Can you render every line of the entries below as a Markdown table with the columns Row and Line, numbering each row and leaving out blank lines?
----- EXTRACTED DATA
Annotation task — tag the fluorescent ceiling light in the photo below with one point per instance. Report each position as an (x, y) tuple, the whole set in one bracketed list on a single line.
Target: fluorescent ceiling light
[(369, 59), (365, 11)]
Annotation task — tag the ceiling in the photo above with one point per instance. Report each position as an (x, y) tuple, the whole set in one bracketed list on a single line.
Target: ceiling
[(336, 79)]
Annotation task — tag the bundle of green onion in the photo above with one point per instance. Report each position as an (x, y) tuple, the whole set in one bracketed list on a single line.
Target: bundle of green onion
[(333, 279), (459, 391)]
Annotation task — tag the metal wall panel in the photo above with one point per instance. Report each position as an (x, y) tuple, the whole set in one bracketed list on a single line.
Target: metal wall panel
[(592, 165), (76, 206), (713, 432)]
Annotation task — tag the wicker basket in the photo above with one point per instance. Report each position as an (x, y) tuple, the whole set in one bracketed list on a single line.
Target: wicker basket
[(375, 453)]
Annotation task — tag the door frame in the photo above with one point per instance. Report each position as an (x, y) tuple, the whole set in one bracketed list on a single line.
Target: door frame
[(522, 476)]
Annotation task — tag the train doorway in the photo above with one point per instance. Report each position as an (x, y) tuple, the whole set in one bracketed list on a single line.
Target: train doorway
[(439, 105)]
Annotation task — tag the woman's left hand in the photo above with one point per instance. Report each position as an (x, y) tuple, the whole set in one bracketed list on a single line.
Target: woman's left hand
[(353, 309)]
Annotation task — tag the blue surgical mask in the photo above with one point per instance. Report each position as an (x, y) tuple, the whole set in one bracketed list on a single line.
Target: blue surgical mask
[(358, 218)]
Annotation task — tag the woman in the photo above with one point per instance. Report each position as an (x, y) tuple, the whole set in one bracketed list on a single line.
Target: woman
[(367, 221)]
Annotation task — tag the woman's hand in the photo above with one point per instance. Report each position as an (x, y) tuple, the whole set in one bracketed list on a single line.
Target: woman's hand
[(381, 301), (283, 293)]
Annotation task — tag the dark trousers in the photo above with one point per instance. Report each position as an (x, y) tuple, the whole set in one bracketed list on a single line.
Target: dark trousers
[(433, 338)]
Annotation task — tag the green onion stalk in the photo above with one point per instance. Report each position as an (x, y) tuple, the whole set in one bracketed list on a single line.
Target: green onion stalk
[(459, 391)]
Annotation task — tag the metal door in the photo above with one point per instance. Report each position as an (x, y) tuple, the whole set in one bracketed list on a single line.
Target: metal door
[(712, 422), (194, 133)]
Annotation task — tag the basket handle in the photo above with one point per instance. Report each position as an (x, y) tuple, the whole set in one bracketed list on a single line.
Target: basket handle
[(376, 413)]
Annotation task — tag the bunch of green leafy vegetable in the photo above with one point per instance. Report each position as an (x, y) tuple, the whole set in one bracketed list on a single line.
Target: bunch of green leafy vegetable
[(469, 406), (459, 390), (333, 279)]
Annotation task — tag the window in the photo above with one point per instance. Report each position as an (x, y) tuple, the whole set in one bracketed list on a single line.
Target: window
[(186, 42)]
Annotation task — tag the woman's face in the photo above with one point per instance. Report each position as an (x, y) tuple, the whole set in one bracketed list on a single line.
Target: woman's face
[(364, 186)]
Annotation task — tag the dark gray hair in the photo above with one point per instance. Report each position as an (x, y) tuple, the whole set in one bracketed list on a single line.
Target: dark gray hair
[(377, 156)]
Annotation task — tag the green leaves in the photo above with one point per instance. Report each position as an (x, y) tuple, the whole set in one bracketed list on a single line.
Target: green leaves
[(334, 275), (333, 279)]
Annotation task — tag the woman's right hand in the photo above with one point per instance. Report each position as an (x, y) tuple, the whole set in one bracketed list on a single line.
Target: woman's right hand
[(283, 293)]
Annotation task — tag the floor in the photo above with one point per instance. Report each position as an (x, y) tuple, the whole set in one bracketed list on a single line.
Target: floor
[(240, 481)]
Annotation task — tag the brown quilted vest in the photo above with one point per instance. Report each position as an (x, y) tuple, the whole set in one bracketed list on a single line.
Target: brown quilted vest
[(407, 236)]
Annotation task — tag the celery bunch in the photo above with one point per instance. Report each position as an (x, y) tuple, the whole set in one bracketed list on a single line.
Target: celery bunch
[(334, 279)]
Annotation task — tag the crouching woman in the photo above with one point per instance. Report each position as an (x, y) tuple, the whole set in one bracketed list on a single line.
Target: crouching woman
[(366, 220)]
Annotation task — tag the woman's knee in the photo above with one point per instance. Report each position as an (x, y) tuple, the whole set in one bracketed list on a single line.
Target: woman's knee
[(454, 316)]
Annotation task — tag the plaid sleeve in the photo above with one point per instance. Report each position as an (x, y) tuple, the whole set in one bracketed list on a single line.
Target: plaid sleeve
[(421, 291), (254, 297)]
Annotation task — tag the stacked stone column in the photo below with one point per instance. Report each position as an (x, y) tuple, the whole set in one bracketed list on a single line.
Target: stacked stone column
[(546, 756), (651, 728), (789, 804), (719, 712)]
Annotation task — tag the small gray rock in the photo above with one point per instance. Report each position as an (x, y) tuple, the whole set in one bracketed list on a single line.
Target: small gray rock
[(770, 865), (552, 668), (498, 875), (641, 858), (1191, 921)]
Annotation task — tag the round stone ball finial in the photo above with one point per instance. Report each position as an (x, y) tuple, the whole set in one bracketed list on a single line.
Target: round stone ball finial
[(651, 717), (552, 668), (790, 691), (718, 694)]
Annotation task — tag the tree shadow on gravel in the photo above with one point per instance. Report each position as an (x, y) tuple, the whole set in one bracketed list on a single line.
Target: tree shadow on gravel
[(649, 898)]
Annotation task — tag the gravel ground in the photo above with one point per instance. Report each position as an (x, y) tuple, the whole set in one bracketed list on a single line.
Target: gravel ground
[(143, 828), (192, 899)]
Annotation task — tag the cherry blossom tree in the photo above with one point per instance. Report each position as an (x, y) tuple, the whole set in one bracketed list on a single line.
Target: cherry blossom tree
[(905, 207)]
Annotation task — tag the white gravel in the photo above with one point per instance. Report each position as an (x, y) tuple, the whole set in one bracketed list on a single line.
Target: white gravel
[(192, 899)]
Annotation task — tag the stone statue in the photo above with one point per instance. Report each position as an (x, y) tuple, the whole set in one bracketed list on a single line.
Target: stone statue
----------
* RESULT OF THE EXERCISE *
| Row | Line |
|---|---|
| 1 | Annotation task — tag the fluorescent ceiling light in the photo below with one point per instance. Report each position as an (x, y) tuple, the whole set in one bracketed list on a single line. |
| 2 | Target: fluorescent ceiling light |
| 3 | [(369, 59), (365, 11)] |
| 4 | Annotation task — tag the ceiling in the photo above with one point per instance. Report each position as an (x, y) tuple, the whole set in one bracketed list on a single line. |
| 5 | Target: ceiling |
| 6 | [(336, 79)] |
| 7 | Annotation task — tag the bundle of green onion in the photo above with one point per instance. Report each position as an (x, y) tuple, the whole set in one bracketed list on a single line. |
| 8 | Target: bundle of green onion |
| 9 | [(333, 279), (459, 391)] |
| 10 | Annotation task — tag the metal wall panel in the photo above with one point per instance. Report each position as an (x, y) tuple, the whole set in one bracketed list on a single line. |
| 11 | Target: metal wall panel |
| 12 | [(592, 165), (76, 206), (713, 432)] |
| 13 | Annotation task — tag the wicker basket in the photo above with one point per instance. Report each position as an (x, y) tuple, the whole set in one bracketed list on a single line. |
| 14 | Target: wicker basket |
| 15 | [(375, 453)] |
| 16 | Annotation task — tag the door frame in the photo above with one point per instance. Report each position as an (x, y) tuple, the whole set in one bracketed list on a single line. |
| 17 | Target: door frame |
| 18 | [(522, 476)] |
| 19 | Annotation task — tag the train doorway in the photo above with one point per instance. Report each position as an (x, y) tuple, the whole set in one bracketed list on a single line. |
| 20 | Target: train doorway |
| 21 | [(439, 105)] |
| 22 | Annotation task — tag the woman's left hand in the photo above with one point per instance. Report each position as an (x, y) tuple, the whole set in one bracketed list on a single line. |
| 23 | Target: woman's left hand |
| 24 | [(353, 309)] |
| 25 | Annotation task — tag the blue surgical mask in the photo above with one point per instance. Report each position as an (x, y) tuple, the whole set in one bracketed list on a single line. |
| 26 | Target: blue surgical mask |
| 27 | [(358, 218)] |
| 28 | Annotation task — tag the woman in the photo above with one point per instance. Report each position as an (x, y) tuple, the whole set in one bracketed list on a single line. |
| 29 | Target: woman |
| 30 | [(367, 221)] |
| 31 | Annotation task — tag the woman's hand in the photo above with one point per instance. Report each position as an (x, y) tuple, the whole set in one bracketed list on a single line. |
| 32 | Target: woman's hand |
| 33 | [(381, 301), (283, 293)] |
| 34 | Annotation task — tag the dark trousers in the photo above with one point per instance. Report each position as an (x, y) tuple, the whole set in one bracketed list on a single line. |
| 35 | Target: dark trousers |
| 36 | [(433, 338)] |
| 37 | Annotation task — tag the green onion stalk in the photo above with one point per instance. Report each position as an (x, y) tuple, the whole set in one bracketed list on a single line. |
| 38 | Target: green onion stalk |
| 39 | [(459, 391)] |
| 40 | Annotation task — tag the metal door in the photo above with one point per instance. Report each position as an (x, y) tuple, the whole set in one bracketed list on a single line. |
| 41 | Target: metal door |
| 42 | [(712, 422), (194, 133)] |
| 43 | Annotation task — tag the basket handle in the photo above with one point per instance. Report each position as an (x, y) tuple, the whole set in one bracketed list on a single line. |
| 44 | Target: basket handle |
| 45 | [(376, 413)] |
| 46 | Annotation task — tag the bunch of green leafy vegetable in the photo above with one point per instance. Report each position as an (x, y) tuple, the whole set in one bracketed list on a single line. |
| 47 | Target: bunch of green leafy vegetable |
| 48 | [(469, 406), (459, 390), (333, 279)] |
| 49 | Annotation task — tag the window in the photo above with one point per instance. Report each position as an (x, y) tuple, the whole set in one bracketed list on a single line. |
| 50 | Target: window |
| 51 | [(186, 42)] |
| 52 | Annotation task — tag the woman's face in the photo above with one point per instance. Report each position as an (x, y) tuple, the whole set in one bracketed list on a single line. |
| 53 | Target: woman's face |
| 54 | [(364, 186)] |
| 55 | Annotation task — tag the dark gray hair in the photo above with one point per instance. Report each position as an (x, y) tuple, the whole set in one bracketed list on a single line. |
| 56 | Target: dark gray hair |
| 57 | [(377, 156)] |
| 58 | Annotation task — tag the green leaves in the photo above with one point per instance. Report each position as an (x, y) tuple, the whole set in one bracketed list on a single line. |
| 59 | Target: green leaves |
| 60 | [(334, 275), (333, 279)] |
| 61 | Annotation task — tag the woman's right hand in the photo above with one point per instance. Report each position as an (x, y) tuple, the whole set in one bracketed list on a single line. |
| 62 | Target: woman's right hand |
| 63 | [(283, 293)] |
| 64 | Annotation task — tag the floor in the photo above with one point per instance. Report each position as an (x, y) tuple, the whole set in one bracketed list on a single line. |
| 65 | Target: floor |
| 66 | [(240, 481)] |
| 67 | Annotation task — tag the brown quilted vest in the photo above with one point per instance. Report each position as an (x, y) tuple, the whole set in one bracketed list on a single line. |
| 68 | Target: brown quilted vest |
| 69 | [(407, 236)] |
| 70 | Annotation task — tag the celery bunch in the photo above with one point per instance. Report each position as an (x, y) tuple, the whole set in one bracketed list on a single line. |
| 71 | Target: celery bunch |
| 72 | [(334, 279)] |
| 73 | Annotation task — tag the crouching woman in the photo above with one point per instance. Report each position as an (x, y) tuple, the whole set in one bracketed list on a single line. |
| 74 | Target: crouching woman |
| 75 | [(366, 220)] |
| 76 | Annotation task — tag the woman's knee in the photo above with one point per instance. Report each position as an (x, y) tuple, the whole set in one bracketed list on a single line. |
| 77 | Target: woman's knee |
| 78 | [(454, 316)] |
| 79 | Annotation task — tag the plaid sleeve in the photo above with one point per instance. Report each position as an (x, y) tuple, the whole set in one bracketed list on a single line. |
| 80 | Target: plaid sleeve |
| 81 | [(421, 291), (254, 297)] |
| 82 | Annotation task — tag the stacked stone column in the photo below with one point per instance. Report each position as an (x, y) tuple, the whole set in one bracketed list on a single line. |
| 83 | Target: stacked stone column |
| 84 | [(546, 756), (651, 728), (789, 804), (719, 712)] |
| 85 | Annotation task — tag the small gray rock in the photo above with one point per instance. Report each position as an (x, y) tuple, the whole set in one bracketed list on a single line. |
| 86 | Target: small gray rock |
| 87 | [(770, 865), (552, 668), (498, 875), (641, 858), (1191, 921)] |
| 88 | Annotation task — tag the round stone ball finial in the photo above with one point per instance. Report each position as an (x, y) tuple, the whole set in one bracketed list on a single line. |
| 89 | Target: round stone ball finial |
| 90 | [(651, 717), (552, 668), (790, 691), (718, 694)] |
| 91 | Annotation task — tag the tree shadow on gravel in the photo above with one point per instance. Report each position as an (x, y) tuple, the whole set in one bracketed list on a single line. |
| 92 | Target: tree shadow on gravel |
| 93 | [(649, 898)] |
| 94 | Annotation task — tag the gravel ground in the photo above with one point per instance. Report each position as an (x, y) tuple, the whole set in one bracketed list on a single line. |
| 95 | Target: gravel ground |
| 96 | [(143, 828), (192, 899)] |
| 97 | Annotation task — tag the cherry blossom tree in the photo above with one point per instance. Report each position as an (x, y) tuple, the whole set in one bracketed list on a single line. |
| 98 | Target: cherry blossom tree |
| 99 | [(905, 207)] |
| 100 | Annotation task — tag the white gravel in the photo above with one point per instance. Report each position as an (x, y) tuple, the whole set in one bracketed list on a single line. |
| 101 | Target: white gravel |
| 102 | [(192, 899)] |
| 103 | Annotation task — tag the stone statue in the photo above with one point per instance. Report each position as an (x, y) tuple, the whole set in one bracketed list on a single line. |
| 104 | Target: stone statue |